> Aim: Rewrite the data below, changing each "Outline" to "Locate" and keeping everything else unchanged.

> Entries supplied:
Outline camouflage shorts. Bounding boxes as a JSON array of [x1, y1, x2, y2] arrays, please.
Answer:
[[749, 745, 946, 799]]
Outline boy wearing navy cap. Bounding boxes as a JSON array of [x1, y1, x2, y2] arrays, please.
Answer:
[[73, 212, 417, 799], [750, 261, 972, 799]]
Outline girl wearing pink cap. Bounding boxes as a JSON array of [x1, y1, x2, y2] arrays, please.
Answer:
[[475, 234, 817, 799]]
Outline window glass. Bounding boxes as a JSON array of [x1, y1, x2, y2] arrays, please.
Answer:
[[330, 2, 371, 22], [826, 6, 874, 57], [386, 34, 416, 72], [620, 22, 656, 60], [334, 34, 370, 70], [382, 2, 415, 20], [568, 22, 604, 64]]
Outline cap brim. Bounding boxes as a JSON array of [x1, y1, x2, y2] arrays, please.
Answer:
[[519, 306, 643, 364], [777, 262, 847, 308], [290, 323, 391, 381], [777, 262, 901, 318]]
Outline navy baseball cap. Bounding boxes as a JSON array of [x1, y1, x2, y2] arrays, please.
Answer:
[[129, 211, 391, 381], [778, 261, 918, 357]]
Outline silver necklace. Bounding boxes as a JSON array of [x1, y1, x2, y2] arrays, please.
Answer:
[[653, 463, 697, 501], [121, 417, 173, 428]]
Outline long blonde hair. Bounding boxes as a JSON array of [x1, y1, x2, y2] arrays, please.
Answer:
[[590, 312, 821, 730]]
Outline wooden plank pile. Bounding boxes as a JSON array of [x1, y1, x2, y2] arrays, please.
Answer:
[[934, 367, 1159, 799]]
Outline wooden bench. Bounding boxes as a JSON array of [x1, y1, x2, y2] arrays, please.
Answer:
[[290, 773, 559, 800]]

> Finished exercise:
Locate camouflage shorts. Bounding boxes as a JSON array of [x1, y1, x2, y2] arrays, please.
Answer:
[[749, 745, 946, 799]]
Locate boy wearing navy cap. Bounding boxes as a JSON array of [x1, y1, x2, y2] arrays, please.
Answer:
[[73, 212, 417, 799], [750, 261, 972, 799]]
Locate girl wearing pink cap. Bounding boxes as a JSON array of [x1, y1, x2, y2] arrays, please.
Answer:
[[475, 234, 817, 799]]
Locate window glass. Bounding boxes as a JSON array of [x1, y1, x2, y2] arrays, please.
Answer:
[[330, 2, 371, 22], [826, 6, 874, 57], [386, 34, 416, 72], [620, 22, 656, 60], [334, 34, 370, 70], [382, 2, 415, 20], [568, 22, 604, 64]]
Locate cap brim. Bounding boxes as a JSON array of [x1, y1, x2, y2] arrays, please.
Answer:
[[519, 306, 643, 364], [777, 262, 847, 308], [290, 323, 391, 381], [777, 262, 901, 318]]
Locate navy baseball cap. Bounding boxes as a JSON array of [x1, y1, x2, y2] arrays, please.
Answer:
[[129, 211, 391, 381], [778, 261, 918, 357]]
Locate silver necklace. Bounding boxes as a JSON array of [x1, y1, x2, y2] arrays, please.
Answer:
[[653, 463, 697, 501], [121, 417, 173, 428]]
Locate long blonde hair. Bounding boxes as a JSON array of [x1, y1, x2, y2] arrays, please.
Answer:
[[590, 312, 821, 730]]
Locate wooden plank pile. Bounding boxes as a JSON array of [x1, y1, x2, y2] arrays, please.
Answer:
[[934, 367, 1159, 799]]
Locate wooden bench. Bounding boxes as a JSON array of [x1, y1, x2, y2] arrays, please.
Answer:
[[290, 773, 559, 800]]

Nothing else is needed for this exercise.